### RAW DATA
━━━━━━━━
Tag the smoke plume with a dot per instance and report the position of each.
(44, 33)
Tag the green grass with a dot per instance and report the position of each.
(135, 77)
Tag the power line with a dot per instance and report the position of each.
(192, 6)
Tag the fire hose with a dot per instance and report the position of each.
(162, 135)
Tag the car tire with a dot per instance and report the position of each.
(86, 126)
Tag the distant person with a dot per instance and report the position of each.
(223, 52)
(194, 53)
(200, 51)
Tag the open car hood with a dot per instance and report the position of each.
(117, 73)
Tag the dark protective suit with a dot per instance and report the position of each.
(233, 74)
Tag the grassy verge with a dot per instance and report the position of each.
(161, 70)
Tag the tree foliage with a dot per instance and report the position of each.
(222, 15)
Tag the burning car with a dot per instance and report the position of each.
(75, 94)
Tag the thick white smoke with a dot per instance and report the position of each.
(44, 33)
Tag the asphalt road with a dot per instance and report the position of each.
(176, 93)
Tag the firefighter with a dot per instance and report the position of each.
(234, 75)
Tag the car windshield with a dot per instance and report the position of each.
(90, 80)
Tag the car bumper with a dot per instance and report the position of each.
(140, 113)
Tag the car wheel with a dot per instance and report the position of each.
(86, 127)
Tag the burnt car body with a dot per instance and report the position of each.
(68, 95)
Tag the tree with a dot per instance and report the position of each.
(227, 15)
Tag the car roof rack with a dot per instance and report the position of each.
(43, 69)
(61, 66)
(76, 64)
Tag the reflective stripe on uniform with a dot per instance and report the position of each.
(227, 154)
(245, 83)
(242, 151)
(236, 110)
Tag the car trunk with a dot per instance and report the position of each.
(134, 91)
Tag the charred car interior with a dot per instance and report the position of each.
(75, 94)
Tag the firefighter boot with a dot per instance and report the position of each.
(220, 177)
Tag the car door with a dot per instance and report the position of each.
━━━━━━━━
### WHAT TO PRODUCE
Go through the records and change each "Tag" to "Mark". Write out every line again with the rest left as it was.

### RESULT OF THE TASK
Mark the smoke plume with a dot per instance and report the position of each.
(44, 33)
Mark the green grass with a dot per instance and report the position of each.
(135, 77)
Mark the power line with a dot per instance and report the position of each.
(192, 6)
Mark the fire hose with a dot per instance and report the position of each.
(162, 135)
Mark the car tire with a dot per instance and report the position of each.
(86, 126)
Mark the distant person with a dot per instance and report the position of each.
(223, 52)
(194, 53)
(200, 51)
Mark the open car hood with a dot per instance and report the position of each.
(117, 73)
Mark the dark protective suit with a dot per instance and report the position of each.
(233, 74)
Mark the grassy verge with a dot per instance and report the position of each.
(161, 70)
Mark the tree foliage with a dot per instance and report the position of each.
(222, 15)
Mark the burning car with a dot per instance and report the position of each.
(75, 94)
Mark the thick white smoke with a dot per instance and report the position of each.
(44, 33)
Mark the asphalt road with a dot per instance and report the position of each.
(176, 93)
Mark the firefighter with a dot per instance and report the position of each.
(234, 75)
Mark the car windshield with a dot per instance and report the position of each.
(90, 80)
Mark the car bumper with a dot per instance and report the position of each.
(140, 113)
Mark the car wheel with a dot per instance and report the position of each.
(86, 127)
Mark the burnt car body with a dot per instance and report the position of each.
(68, 95)
Mark the tree with a dot per instance and report the position of each.
(227, 15)
Mark the car roof rack with a dot per instance and report the position of each.
(43, 69)
(61, 66)
(76, 64)
Mark the reflective stripe on uniform with a dot per instance and report the position of each.
(227, 154)
(245, 83)
(242, 151)
(236, 110)
Mark the car trunk with a dot per instance and report the position of each.
(134, 91)
Mark the charred car interior with a dot per instance and report the position of each.
(75, 94)
Mark the firefighter boot with a dot per instance and report the position of each.
(220, 177)
Mark the car door with a dot per instance and report the position of each.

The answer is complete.